Tuesday, August 13, 2013

TCRWP 2013 Summer Writing Institute Notes – Learning with Annie

I got to spend 5 days learning from Annie Taranto, a TCRWP Staff Developer who had also taught me during the January, 2012 Reading Coach Institute. Back in January, we were together at a school in Brooklyn and Annie taught us how to coach while being in Labsite classrooms all week long.

Now I had the honor to  be in a group of very smart Advanced Institute participants from all over the globe ready to hear more tips from Annie on how to teach teachers to teach writing by using the structure of Labsites and Meetings. 

Here are my notes taken while with Annie:
Recommended Book:    Literacy Coaching by Katherine Casey, Heinemann.

Two Structures to Use to Teach Other Teachers to Teach Writing?
Labsites – time to try it, practice it
As the coach, plan the lesson and plan the voice overs – YOU must talk to the teachers so they will value labsite time and understand why you are doing what you are doing.
Plan the lenses:
  Giving a lens for teachers to view the Labsite is very important. During the debrief, hold the teachers accountable and be sure to recall who had each lens and give each a chance to share.
  Possible lenses: explicitness, independence, transference,  student engagement, transitions…(see emailed list); a building walk-thru can help you decide on the lenses to use.
Lab Guides can be created to give teachers a place to take notes and can also be a chance to share content and list the debriefing agenda.
★ ★ ★ ★ ★
Which book do the summer institute notes recommend?

> **Supplied information**
★ ★ ★ ★ ★
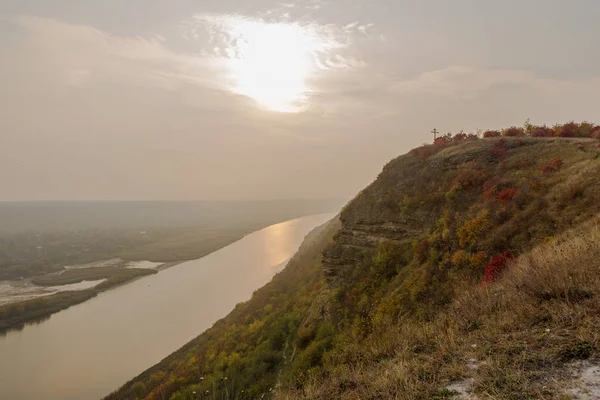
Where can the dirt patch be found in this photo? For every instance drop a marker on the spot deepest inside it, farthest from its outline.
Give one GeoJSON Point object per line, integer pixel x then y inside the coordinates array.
{"type": "Point", "coordinates": [586, 385]}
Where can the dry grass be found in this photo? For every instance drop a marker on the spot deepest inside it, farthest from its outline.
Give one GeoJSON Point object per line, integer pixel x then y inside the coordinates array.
{"type": "Point", "coordinates": [513, 339]}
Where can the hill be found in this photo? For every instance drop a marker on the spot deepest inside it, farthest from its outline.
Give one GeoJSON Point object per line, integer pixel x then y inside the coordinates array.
{"type": "Point", "coordinates": [468, 265]}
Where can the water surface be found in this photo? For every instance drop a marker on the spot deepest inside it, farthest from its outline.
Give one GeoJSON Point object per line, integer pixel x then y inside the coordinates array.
{"type": "Point", "coordinates": [91, 349]}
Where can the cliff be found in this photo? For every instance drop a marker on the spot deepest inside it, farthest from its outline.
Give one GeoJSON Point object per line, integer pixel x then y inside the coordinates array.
{"type": "Point", "coordinates": [430, 287]}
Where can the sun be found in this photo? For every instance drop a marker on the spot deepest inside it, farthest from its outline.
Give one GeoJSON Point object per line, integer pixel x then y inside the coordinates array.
{"type": "Point", "coordinates": [271, 62]}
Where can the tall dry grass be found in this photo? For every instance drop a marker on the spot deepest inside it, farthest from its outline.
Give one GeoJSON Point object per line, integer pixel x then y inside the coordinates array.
{"type": "Point", "coordinates": [511, 340]}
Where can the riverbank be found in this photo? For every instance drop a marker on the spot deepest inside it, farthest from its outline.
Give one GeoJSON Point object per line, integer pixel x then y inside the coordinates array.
{"type": "Point", "coordinates": [15, 316]}
{"type": "Point", "coordinates": [95, 347]}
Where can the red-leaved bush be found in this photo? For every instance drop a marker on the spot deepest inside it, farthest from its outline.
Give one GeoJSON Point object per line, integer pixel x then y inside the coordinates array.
{"type": "Point", "coordinates": [514, 131]}
{"type": "Point", "coordinates": [542, 131]}
{"type": "Point", "coordinates": [570, 129]}
{"type": "Point", "coordinates": [506, 195]}
{"type": "Point", "coordinates": [488, 134]}
{"type": "Point", "coordinates": [495, 267]}
{"type": "Point", "coordinates": [500, 149]}
{"type": "Point", "coordinates": [553, 166]}
{"type": "Point", "coordinates": [442, 141]}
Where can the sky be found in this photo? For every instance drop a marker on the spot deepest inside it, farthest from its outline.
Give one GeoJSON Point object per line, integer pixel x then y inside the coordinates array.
{"type": "Point", "coordinates": [260, 99]}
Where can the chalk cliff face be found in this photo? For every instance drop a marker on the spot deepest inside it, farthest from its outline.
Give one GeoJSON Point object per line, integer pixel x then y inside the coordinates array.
{"type": "Point", "coordinates": [383, 212]}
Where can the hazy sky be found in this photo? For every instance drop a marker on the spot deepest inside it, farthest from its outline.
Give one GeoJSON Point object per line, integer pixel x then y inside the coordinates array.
{"type": "Point", "coordinates": [259, 99]}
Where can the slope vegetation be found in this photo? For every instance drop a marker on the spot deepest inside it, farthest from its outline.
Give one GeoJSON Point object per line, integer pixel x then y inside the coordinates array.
{"type": "Point", "coordinates": [468, 261]}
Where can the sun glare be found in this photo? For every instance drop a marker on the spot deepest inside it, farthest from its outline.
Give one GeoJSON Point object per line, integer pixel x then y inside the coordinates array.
{"type": "Point", "coordinates": [271, 62]}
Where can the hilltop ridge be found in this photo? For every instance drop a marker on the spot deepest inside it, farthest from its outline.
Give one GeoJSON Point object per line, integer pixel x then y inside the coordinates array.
{"type": "Point", "coordinates": [428, 286]}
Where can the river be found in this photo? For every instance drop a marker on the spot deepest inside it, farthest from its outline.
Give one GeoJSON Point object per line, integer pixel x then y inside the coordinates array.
{"type": "Point", "coordinates": [91, 349]}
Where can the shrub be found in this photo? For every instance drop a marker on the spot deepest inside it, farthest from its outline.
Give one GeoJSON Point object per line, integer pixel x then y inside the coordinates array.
{"type": "Point", "coordinates": [570, 129]}
{"type": "Point", "coordinates": [424, 152]}
{"type": "Point", "coordinates": [585, 129]}
{"type": "Point", "coordinates": [513, 131]}
{"type": "Point", "coordinates": [541, 131]}
{"type": "Point", "coordinates": [489, 134]}
{"type": "Point", "coordinates": [500, 149]}
{"type": "Point", "coordinates": [442, 140]}
{"type": "Point", "coordinates": [506, 195]}
{"type": "Point", "coordinates": [498, 265]}
{"type": "Point", "coordinates": [473, 230]}
{"type": "Point", "coordinates": [553, 166]}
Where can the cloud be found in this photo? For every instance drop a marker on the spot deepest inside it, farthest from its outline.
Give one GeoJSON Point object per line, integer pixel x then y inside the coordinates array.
{"type": "Point", "coordinates": [79, 54]}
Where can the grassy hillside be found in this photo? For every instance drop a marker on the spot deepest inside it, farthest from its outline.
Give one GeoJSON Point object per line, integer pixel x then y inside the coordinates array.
{"type": "Point", "coordinates": [469, 260]}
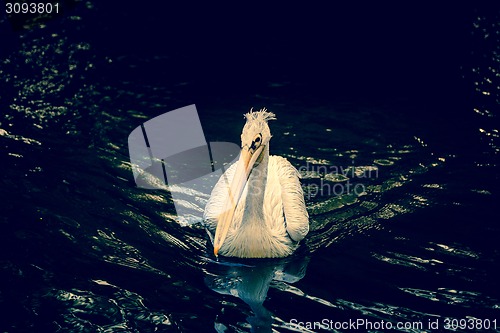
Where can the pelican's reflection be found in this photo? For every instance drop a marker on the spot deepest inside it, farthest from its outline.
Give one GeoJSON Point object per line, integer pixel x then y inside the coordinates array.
{"type": "Point", "coordinates": [250, 279]}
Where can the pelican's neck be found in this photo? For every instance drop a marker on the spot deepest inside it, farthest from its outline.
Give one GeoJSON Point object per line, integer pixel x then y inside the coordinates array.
{"type": "Point", "coordinates": [257, 181]}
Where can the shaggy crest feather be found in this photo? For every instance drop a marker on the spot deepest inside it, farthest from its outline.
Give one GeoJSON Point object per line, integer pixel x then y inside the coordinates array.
{"type": "Point", "coordinates": [262, 115]}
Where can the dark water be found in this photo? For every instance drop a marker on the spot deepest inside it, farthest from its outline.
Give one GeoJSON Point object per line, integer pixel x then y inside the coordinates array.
{"type": "Point", "coordinates": [391, 119]}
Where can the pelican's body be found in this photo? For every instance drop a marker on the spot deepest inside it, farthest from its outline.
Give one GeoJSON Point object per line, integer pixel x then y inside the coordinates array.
{"type": "Point", "coordinates": [257, 208]}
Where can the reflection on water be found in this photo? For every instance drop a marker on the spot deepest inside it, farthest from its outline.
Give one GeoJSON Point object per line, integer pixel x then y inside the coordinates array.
{"type": "Point", "coordinates": [250, 281]}
{"type": "Point", "coordinates": [402, 229]}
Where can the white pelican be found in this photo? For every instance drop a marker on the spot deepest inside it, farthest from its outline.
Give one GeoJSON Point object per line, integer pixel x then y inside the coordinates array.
{"type": "Point", "coordinates": [257, 207]}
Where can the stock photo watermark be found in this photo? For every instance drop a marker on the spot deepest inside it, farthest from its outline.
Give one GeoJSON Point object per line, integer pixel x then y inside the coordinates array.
{"type": "Point", "coordinates": [337, 180]}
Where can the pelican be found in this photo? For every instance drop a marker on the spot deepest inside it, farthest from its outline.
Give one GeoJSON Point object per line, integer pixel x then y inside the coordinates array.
{"type": "Point", "coordinates": [257, 207]}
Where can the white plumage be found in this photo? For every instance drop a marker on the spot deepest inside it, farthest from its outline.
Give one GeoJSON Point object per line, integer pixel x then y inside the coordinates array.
{"type": "Point", "coordinates": [257, 208]}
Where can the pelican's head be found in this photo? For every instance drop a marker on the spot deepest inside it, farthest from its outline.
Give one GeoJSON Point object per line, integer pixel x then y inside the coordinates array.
{"type": "Point", "coordinates": [254, 140]}
{"type": "Point", "coordinates": [256, 131]}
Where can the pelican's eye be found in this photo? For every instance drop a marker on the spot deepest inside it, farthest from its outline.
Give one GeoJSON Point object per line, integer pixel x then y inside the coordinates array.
{"type": "Point", "coordinates": [256, 142]}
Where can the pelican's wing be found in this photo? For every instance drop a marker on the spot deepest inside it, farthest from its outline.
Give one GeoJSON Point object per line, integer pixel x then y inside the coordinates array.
{"type": "Point", "coordinates": [292, 197]}
{"type": "Point", "coordinates": [218, 198]}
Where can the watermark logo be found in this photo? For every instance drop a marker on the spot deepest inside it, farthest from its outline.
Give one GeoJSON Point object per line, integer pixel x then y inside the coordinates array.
{"type": "Point", "coordinates": [171, 149]}
{"type": "Point", "coordinates": [337, 180]}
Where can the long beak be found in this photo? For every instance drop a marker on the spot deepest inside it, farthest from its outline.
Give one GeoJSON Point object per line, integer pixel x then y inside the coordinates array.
{"type": "Point", "coordinates": [243, 169]}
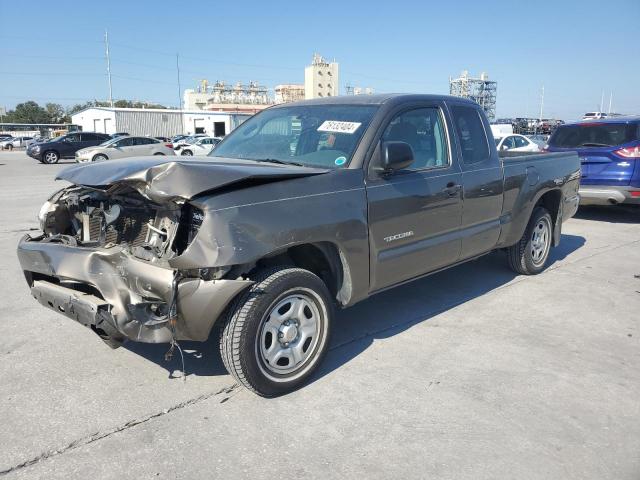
★ ★ ★ ★ ★
> **Written response**
Literacy Coaching by Katherine Casey, published by Heinemann.